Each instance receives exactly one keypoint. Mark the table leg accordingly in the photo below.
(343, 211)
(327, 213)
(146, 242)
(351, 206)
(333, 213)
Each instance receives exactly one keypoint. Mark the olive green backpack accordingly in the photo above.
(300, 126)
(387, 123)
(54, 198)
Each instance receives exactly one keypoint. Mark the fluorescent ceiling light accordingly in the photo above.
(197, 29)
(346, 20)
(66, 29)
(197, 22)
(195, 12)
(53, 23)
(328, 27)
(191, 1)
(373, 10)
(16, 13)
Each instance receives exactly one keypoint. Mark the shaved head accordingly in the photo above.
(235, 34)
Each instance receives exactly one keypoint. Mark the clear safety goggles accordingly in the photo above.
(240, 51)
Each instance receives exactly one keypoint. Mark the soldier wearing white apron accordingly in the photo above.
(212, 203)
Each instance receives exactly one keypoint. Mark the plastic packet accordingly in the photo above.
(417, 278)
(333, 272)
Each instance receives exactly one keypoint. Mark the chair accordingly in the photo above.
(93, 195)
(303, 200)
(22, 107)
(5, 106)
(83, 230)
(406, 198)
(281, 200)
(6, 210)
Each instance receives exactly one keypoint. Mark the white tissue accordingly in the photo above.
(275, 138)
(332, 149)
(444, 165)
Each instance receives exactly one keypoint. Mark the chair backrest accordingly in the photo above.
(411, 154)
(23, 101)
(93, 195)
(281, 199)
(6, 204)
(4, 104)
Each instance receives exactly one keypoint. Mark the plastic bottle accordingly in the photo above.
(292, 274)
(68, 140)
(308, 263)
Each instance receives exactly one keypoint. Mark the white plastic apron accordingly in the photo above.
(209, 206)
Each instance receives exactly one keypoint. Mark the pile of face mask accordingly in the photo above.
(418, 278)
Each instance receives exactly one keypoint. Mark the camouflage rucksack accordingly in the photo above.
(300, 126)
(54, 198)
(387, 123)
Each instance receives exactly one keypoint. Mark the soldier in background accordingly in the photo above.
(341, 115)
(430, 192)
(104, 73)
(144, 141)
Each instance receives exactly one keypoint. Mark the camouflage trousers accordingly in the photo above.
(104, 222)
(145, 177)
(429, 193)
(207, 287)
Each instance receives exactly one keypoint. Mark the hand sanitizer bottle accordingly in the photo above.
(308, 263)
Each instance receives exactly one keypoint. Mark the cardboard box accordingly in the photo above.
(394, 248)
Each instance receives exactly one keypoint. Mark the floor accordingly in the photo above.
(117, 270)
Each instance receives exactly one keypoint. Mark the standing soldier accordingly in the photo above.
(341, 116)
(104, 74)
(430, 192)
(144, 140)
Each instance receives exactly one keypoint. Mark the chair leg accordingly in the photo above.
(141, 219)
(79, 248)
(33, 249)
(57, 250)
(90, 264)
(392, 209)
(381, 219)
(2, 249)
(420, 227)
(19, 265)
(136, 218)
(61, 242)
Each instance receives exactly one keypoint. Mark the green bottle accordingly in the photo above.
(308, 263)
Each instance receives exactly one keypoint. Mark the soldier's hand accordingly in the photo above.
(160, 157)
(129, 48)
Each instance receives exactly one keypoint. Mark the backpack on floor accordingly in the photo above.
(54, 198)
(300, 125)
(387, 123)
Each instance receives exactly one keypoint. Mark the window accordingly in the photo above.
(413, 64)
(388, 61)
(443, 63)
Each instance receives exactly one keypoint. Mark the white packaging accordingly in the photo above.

- TASK REQUIREMENTS -
Reproduce each of the records word for word.

- EXERCISE SOLUTION -
Each instance receives exactly one keypoint. Mark the table leg accordingly in the photo below.
(343, 211)
(327, 213)
(146, 242)
(351, 206)
(333, 213)
Each instance receives exactly one keypoint. Mark the olive green backpack accordingly in the photo above.
(300, 126)
(387, 123)
(54, 198)
Each instance receives exactly one keypoint. Mark the fluorescent ceiling light accordingly in the photo above.
(197, 29)
(346, 20)
(66, 29)
(197, 22)
(195, 12)
(53, 23)
(328, 27)
(191, 1)
(373, 10)
(16, 13)
Each instance receives exactly one keypoint. Mark the shaved head accordingly in the photo above.
(235, 34)
Each instance receives exactly one keypoint. Mark the clear safety goggles accordingly in the photo above.
(240, 51)
Each instance receives exactly one keypoint. Mark the soldier wearing white apron accordingly in the photo above.
(212, 203)
Each instance receives exactly one keypoint. Mark the plastic packet accordingly in the photo above.
(417, 278)
(333, 272)
Each instance receives exactly one keypoint. Mark the chair accordingly in the photo above.
(93, 195)
(303, 200)
(22, 107)
(5, 106)
(83, 230)
(406, 198)
(281, 200)
(6, 210)
Each instance receives exactly one keypoint. Mark the white tissue accordingly in the photo above.
(275, 138)
(332, 149)
(444, 165)
Each instance receives exactly one keypoint. Mark the chair backrest accordingly in the photo above.
(411, 154)
(23, 101)
(93, 195)
(281, 199)
(6, 204)
(4, 104)
Each instance receives exactly one keypoint. Mark the plastic bottle accordingly in the photo above.
(292, 274)
(68, 140)
(308, 263)
Each instance receives exactly one keypoint. Mark the white plastic apron accordingly in the photo above.
(209, 206)
Each instance receives exactly one keypoint. Mark the pile of face mask accordingly in the photo above.
(418, 278)
Each instance receives exactly one keypoint. Mark the camouflage rucksack accordingly in the photo above.
(300, 126)
(54, 198)
(387, 123)
Each instance receives exactly one keypoint. Mark the soldier in background accordingly in the photo above.
(341, 115)
(430, 192)
(104, 73)
(144, 141)
Each instance receives exactly one keypoint. Mark the camouflage trousers accordingly in the photo above.
(104, 222)
(145, 177)
(429, 193)
(207, 287)
Each instance receives exactly one keypoint. Mark the hand sanitizer bottle accordingly in the photo above.
(308, 263)
Each instance receives exactly one keypoint. Mark the cardboard box accordingly in the photo above.
(394, 248)
Each instance receives exactly one keypoint. Mark the floor accordingly in the photo above.
(117, 270)
Each instance receives exactly one keypoint. Mark the standing soldier accordingly in the photo above.
(341, 116)
(104, 74)
(430, 192)
(144, 140)
Each instance receives exactly one keypoint. Mark the chair leg accordingly in the photo above.
(141, 219)
(79, 248)
(33, 249)
(57, 250)
(90, 264)
(392, 209)
(381, 219)
(2, 249)
(420, 227)
(19, 265)
(136, 218)
(61, 242)
Each instance receives exactly one keypoint. Mark the green bottle accordingly in the photo above.
(308, 263)
Each instance receives exactly one keypoint. Mark the soldier's hand accordingly in the photo above.
(160, 157)
(129, 48)
Each instance receives exactly one keypoint. Mark the backpack on floor accordingly in the photo above.
(54, 198)
(300, 125)
(387, 123)
Each instance receives exactly one keypoint. Mark the window accordingly in the photo above.
(413, 64)
(388, 61)
(443, 63)
Each instance receives exactly one keypoint. Mark the white packaging accordingly in the photo above.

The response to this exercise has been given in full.